Task force: Should business programs team up?

Ron Seeber
Robert Barker/University Photography
Ron Seeber, chair of the management sciences task force, leads a brown-bag lunch discussion Dec. 3 in Duffield Hall Atrium about the task force's findings. About 20 faculty, senior administrators and staff attended.

Cornell teaches business and management in five different colleges and schools, from the Johnson School to the College of Agriculture and Life Sciences.

Could they collaborate, yet maintain their specializations? A task force on management sciences has mapped out several ways to approach the question, said task force chair Ron Seeber. "We [as a university] have very rarely thought adequately across the colleges and programs in a way that would allow us to gather whatever synergies are available," he said.

About 20 faculty, senior administrators and staff attended the brown-bag lunch to discuss the task force's findings Nov. 20 in Duffield Hall Atrium. The lunch precedes a public discussion to be hosted by Provost Kent Fuchs, Dec. 2, 12:15-1:15 p.m., in G10 Biotechnology Building.

Management sciences at Cornell include programs for undergraduates, graduates and professionals at the Johnson School, CALS' applied economics department and significant groups within the Hotel School, the ILR School and the College of Human Ecology.

Each college, department and school has its own focus, faculty and curriculum -- the result of independent decisions made over the years. The task force's recommendations offer options for collaboration on academics, faculty retention and recruitment, budgets and each program's relationship with its constituencies.

- **TASK PROMPT**
Continue the article about the Cornell management sciences task force from the point where it ends. You won't need the records.

- **SOURCE MATERIAL**
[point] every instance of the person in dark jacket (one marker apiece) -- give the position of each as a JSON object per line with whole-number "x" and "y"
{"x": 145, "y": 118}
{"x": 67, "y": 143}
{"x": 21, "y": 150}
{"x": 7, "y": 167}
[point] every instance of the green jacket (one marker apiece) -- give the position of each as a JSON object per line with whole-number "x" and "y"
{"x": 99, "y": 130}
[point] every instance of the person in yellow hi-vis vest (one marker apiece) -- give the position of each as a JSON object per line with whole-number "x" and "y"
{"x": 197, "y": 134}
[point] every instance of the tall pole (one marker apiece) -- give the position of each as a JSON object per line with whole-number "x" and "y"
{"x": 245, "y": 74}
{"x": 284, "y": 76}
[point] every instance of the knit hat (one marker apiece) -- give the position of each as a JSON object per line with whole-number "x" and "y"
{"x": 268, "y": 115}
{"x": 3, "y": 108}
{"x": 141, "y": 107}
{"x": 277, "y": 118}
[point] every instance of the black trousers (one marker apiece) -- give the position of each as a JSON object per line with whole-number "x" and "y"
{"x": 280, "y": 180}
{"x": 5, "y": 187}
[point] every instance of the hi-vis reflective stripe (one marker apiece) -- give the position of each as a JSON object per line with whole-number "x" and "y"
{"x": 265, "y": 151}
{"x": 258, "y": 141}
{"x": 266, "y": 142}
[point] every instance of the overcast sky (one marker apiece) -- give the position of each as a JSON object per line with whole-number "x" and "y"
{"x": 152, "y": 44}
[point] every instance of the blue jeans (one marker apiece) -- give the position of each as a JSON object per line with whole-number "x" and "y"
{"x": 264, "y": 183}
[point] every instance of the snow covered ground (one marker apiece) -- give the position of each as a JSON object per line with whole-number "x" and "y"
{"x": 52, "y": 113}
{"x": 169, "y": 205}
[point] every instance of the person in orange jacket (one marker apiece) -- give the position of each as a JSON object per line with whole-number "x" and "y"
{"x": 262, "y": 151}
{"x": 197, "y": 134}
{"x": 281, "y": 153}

- **ANSWER AREA**
The task force took only a preliminary look at its most controversial recommendation: a wholesale restructuring of management sciences, said Seeber, who is also vice provost for land grant affairs. "But all nine of us agreed that we would never design the system that Cornell has in 2009 if we were starting over," he said. "That is obvious."

Brown-bag lunches:

• Dec. 3: Life Sciences, 12-1 p.m., Ramin Parlor Room, Sage Hall (off the atrium), with Kent Fuchs, provost, Nelson Hairston, chair of the Department of Ecology and Evolutionary Biology, and Robert Buhrman, senior vice provost for research;

• Dec. 4: Social Sciences, 12-1 p.m., Weill Hall Atrium, with David Harris, deputy provost and vice provost for social sciences;

• Dec. 9: Libraries, 12-1 p.m., Ramin Parlor Room, Sage Hall (off the atrium), with David Harris, deputy provost and vice provost for social sciences, Anne Kenney, university librarian, and John Siliciano, senior vice provost for academic affairs.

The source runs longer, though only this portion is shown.